- THE DATA
##########

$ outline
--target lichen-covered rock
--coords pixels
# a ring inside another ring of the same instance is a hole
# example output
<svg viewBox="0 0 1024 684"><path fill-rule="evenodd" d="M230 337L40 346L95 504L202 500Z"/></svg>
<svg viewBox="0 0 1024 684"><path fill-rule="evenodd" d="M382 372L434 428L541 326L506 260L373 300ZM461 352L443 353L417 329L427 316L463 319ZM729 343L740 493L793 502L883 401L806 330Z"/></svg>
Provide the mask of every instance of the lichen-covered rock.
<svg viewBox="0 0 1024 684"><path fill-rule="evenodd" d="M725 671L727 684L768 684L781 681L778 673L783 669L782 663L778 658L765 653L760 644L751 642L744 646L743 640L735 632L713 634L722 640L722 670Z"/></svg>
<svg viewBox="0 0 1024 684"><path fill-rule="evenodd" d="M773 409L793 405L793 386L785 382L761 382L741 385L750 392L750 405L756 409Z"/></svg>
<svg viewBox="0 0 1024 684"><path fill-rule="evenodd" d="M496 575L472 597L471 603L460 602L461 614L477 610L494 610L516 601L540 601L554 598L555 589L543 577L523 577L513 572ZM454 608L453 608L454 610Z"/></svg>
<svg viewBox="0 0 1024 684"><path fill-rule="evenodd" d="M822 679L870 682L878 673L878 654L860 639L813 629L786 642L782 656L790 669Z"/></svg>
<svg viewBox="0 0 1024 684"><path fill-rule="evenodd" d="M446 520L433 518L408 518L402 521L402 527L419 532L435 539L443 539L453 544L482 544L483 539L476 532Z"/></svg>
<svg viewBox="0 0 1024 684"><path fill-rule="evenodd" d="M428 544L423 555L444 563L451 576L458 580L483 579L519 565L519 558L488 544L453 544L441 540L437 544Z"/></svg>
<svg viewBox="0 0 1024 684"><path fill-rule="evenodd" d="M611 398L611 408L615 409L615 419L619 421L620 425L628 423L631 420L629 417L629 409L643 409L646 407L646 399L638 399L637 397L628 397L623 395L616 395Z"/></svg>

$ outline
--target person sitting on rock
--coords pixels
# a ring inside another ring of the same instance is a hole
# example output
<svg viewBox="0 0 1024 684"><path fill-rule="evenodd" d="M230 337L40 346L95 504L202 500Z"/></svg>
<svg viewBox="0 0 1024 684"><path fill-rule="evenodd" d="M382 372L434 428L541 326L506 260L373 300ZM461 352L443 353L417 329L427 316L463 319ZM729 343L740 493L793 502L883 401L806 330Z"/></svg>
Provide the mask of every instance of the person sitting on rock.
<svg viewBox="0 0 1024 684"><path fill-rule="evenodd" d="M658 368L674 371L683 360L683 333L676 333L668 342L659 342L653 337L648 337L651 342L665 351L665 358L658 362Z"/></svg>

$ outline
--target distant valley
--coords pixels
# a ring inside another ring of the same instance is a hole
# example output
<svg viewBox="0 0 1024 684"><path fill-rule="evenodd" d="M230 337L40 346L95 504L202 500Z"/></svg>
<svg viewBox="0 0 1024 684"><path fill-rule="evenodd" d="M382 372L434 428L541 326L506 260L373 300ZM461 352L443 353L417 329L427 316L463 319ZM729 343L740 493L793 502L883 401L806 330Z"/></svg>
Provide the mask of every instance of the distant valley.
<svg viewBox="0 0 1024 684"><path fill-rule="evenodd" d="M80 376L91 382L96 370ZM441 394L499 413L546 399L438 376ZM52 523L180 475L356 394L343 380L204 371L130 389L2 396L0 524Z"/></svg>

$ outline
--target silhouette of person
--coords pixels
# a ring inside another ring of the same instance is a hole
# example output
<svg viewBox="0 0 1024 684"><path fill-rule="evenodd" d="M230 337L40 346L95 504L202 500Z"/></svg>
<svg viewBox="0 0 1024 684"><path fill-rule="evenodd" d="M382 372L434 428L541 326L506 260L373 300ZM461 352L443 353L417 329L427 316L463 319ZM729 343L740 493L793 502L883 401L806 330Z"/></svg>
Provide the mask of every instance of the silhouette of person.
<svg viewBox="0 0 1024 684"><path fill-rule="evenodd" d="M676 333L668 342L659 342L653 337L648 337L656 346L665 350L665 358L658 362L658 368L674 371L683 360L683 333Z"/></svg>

##########

- TASK BRIEF
From the records given above, copy all lines containing "target".

- REPLY TO THE EXERCISE
--target lichen-covered rock
--target person sitting on rock
--target distant valley
--target silhouette of person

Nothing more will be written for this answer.